WHAT TO WORK ON.
Treat the line containing "baseboard, shaped like this sample" as the first line and the final line of the material below as the last; reproduce that range exactly.

INPUT ROWS.
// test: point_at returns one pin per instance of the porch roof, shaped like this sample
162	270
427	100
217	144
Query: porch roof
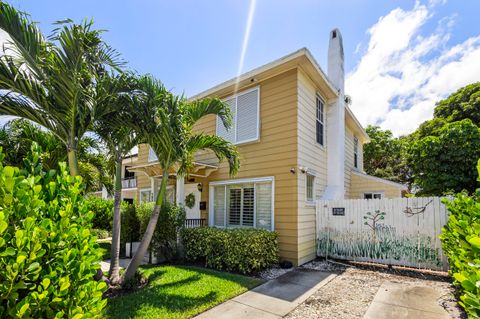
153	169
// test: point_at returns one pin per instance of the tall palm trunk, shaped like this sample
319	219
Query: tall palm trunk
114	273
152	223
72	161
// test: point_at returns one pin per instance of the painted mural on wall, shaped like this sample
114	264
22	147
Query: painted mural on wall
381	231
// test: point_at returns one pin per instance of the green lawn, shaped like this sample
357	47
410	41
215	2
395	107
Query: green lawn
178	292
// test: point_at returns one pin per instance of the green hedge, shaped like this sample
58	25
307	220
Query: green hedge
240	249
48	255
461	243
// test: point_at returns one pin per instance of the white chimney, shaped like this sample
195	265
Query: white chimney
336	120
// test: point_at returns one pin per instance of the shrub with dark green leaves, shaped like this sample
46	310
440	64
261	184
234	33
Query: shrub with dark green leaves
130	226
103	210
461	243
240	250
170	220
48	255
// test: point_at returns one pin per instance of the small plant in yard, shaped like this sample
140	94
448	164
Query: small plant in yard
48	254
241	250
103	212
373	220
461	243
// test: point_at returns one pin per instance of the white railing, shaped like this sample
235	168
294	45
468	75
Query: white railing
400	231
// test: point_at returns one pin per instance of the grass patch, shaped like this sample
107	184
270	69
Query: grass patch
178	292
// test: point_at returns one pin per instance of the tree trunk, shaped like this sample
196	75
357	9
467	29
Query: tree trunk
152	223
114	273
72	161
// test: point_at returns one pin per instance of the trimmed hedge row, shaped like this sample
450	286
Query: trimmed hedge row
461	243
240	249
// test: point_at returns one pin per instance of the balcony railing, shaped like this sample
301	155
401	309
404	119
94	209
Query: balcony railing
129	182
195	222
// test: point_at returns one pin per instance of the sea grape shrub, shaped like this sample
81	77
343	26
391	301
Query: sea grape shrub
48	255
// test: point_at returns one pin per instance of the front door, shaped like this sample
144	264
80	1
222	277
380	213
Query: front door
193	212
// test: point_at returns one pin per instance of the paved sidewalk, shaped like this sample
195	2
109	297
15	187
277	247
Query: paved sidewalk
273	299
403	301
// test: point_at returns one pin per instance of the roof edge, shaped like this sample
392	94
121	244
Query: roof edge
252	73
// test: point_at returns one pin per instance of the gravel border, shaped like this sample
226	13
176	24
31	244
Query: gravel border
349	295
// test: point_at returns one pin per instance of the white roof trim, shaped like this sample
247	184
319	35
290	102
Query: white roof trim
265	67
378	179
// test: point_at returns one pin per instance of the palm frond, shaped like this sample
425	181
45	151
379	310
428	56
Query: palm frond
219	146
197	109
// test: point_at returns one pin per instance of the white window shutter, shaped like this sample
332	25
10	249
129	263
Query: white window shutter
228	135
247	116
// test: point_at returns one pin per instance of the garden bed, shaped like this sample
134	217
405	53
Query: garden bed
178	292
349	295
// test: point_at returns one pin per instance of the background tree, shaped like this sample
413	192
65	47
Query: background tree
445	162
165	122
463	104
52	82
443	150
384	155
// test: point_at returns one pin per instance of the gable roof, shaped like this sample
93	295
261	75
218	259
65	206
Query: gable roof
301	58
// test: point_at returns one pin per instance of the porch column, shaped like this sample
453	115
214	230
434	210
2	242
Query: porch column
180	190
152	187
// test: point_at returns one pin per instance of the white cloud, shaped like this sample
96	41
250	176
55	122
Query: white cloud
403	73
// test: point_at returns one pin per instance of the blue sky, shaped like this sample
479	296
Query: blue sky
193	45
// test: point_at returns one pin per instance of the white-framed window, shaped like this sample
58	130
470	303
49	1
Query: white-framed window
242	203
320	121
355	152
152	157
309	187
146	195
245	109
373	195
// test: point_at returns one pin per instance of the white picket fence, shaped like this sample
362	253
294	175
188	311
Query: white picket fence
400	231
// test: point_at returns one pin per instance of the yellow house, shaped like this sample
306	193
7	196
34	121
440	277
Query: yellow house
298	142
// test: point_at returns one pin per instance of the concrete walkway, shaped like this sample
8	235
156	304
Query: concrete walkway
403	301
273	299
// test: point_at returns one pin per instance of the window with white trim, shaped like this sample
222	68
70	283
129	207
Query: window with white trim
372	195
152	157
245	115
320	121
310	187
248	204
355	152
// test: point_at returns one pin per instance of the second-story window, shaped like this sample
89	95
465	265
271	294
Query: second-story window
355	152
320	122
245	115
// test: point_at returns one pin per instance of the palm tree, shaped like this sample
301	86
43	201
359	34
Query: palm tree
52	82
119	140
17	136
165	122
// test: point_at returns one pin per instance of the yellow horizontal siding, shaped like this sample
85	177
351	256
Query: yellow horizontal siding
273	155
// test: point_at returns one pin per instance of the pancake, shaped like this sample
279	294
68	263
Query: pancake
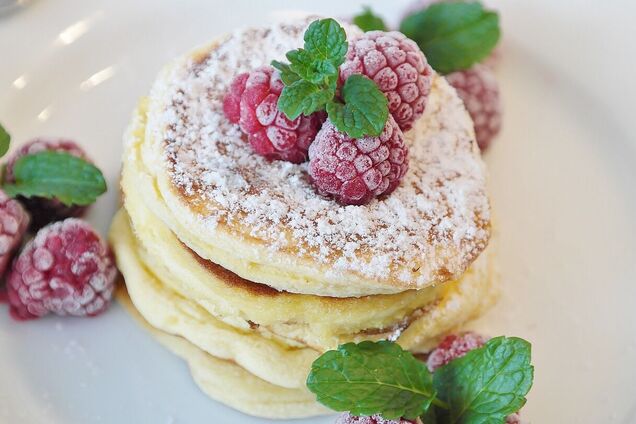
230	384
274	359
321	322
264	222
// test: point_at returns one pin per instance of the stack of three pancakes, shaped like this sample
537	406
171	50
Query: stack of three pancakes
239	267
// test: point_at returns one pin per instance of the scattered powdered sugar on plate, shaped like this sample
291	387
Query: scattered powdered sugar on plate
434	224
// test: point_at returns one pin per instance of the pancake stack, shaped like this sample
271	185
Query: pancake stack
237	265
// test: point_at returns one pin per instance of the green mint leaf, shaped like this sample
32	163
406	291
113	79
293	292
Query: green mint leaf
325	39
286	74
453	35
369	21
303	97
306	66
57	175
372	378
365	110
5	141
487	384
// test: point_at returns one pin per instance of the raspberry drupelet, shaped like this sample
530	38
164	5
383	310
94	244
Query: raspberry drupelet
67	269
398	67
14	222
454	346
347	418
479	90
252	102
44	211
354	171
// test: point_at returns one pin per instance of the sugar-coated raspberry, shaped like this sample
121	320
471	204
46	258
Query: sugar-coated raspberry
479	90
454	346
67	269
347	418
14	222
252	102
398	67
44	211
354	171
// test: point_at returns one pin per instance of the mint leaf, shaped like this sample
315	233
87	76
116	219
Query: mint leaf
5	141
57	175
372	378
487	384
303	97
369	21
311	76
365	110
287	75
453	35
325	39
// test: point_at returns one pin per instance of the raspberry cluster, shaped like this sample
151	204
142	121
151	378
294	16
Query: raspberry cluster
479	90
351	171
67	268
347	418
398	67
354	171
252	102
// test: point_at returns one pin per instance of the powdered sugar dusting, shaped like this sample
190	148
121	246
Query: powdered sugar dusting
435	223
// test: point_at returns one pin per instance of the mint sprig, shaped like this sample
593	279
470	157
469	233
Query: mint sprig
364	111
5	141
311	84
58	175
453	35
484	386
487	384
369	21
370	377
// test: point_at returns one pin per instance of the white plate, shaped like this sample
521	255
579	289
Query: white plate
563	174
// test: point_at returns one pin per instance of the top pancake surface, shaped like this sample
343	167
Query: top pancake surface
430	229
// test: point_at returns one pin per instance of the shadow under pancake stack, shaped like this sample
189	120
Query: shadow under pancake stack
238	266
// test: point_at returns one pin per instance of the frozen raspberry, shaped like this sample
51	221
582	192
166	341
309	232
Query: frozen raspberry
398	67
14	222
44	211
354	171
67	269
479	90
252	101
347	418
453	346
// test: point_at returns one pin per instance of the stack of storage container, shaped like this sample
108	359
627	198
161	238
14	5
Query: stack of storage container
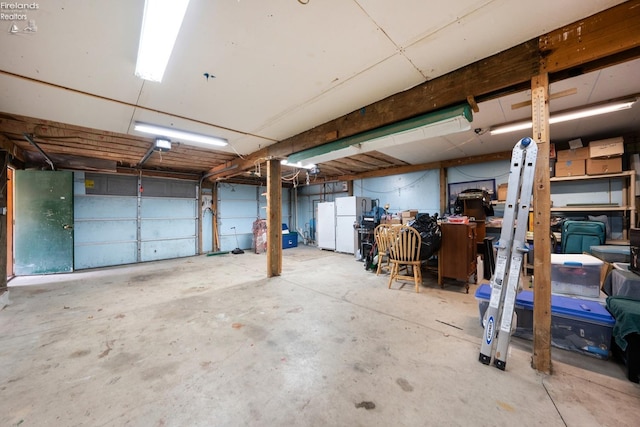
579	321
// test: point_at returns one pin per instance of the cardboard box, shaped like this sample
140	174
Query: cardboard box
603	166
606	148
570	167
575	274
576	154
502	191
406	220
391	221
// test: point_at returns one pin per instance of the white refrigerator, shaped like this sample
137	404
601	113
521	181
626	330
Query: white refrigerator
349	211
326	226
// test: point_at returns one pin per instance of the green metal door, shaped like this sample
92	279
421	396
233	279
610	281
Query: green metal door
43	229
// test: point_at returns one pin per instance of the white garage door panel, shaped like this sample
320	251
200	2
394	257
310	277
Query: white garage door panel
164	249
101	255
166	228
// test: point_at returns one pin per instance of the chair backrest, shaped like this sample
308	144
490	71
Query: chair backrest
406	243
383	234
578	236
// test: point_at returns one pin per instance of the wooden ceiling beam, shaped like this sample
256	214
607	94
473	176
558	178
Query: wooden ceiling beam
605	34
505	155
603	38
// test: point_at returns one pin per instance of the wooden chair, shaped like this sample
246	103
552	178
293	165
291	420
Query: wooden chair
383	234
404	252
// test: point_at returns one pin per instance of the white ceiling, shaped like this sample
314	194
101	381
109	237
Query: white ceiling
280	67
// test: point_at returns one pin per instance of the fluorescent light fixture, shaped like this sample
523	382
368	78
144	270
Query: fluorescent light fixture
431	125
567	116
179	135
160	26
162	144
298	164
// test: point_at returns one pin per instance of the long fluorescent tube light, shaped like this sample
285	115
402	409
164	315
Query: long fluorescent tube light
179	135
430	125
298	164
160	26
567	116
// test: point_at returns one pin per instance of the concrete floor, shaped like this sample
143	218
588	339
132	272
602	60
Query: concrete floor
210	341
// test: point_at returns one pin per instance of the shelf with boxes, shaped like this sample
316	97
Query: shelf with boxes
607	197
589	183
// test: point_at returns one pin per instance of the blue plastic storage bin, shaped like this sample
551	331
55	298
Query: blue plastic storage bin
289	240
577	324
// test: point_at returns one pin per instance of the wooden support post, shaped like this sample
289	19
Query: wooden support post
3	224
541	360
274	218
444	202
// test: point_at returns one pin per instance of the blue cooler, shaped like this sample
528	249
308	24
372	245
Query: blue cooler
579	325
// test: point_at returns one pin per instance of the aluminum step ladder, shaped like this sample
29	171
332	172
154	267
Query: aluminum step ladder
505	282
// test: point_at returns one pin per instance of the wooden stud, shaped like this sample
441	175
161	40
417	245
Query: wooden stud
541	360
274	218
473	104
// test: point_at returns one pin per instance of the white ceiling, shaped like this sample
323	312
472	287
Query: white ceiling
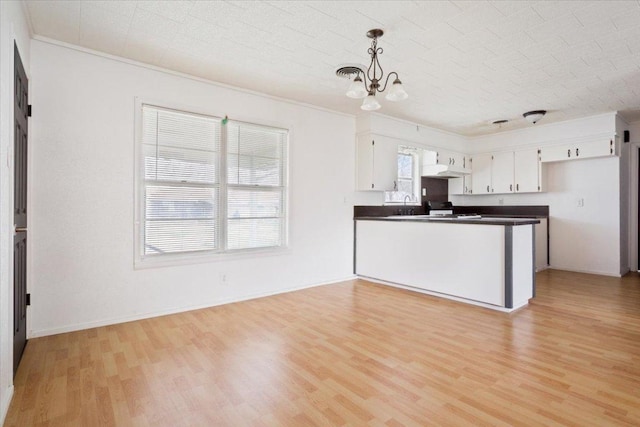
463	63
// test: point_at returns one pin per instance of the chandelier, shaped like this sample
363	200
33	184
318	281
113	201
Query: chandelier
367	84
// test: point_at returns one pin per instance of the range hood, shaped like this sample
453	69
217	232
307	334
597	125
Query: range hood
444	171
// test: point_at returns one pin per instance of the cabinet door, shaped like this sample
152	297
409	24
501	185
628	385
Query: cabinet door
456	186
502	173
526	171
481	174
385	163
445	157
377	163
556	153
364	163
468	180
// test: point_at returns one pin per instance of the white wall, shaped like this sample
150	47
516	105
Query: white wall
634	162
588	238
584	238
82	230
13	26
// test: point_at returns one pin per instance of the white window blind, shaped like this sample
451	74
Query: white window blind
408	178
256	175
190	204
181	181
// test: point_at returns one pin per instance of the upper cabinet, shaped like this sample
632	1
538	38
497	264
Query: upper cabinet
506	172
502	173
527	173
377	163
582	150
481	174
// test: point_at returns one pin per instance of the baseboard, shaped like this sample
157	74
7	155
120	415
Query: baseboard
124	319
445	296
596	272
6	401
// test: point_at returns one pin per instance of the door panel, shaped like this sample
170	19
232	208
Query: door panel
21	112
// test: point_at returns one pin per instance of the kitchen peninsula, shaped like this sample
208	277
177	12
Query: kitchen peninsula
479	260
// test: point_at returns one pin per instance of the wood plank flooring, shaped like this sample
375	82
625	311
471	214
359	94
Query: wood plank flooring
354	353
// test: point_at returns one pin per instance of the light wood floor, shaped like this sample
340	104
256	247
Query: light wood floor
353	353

ANSWER BELOW.
// test: point_at returns one pin per instance of the baseboard, shaped like this sample
157	74
7	155
120	415
Query: baseboard
124	319
445	296
596	272
6	401
// test: point_at returns one pin per instance of the door panel, shaped like this sample
170	19
232	208
Query: door panel
21	112
// test: point_at returns one pin per instance of the kitchen peninsula, shaped like this sample
208	277
177	12
Query: kitchen peninsula
479	260
// test: point_at returns one pin per instance of the wood plank flooring, shaped like this sample
375	82
625	311
471	214
359	94
Query: wood plank flooring
354	353
// test: point_at returns one pin per instance of the light wood floor, shaped like this sample
340	104
256	247
Query: light wood floor
353	353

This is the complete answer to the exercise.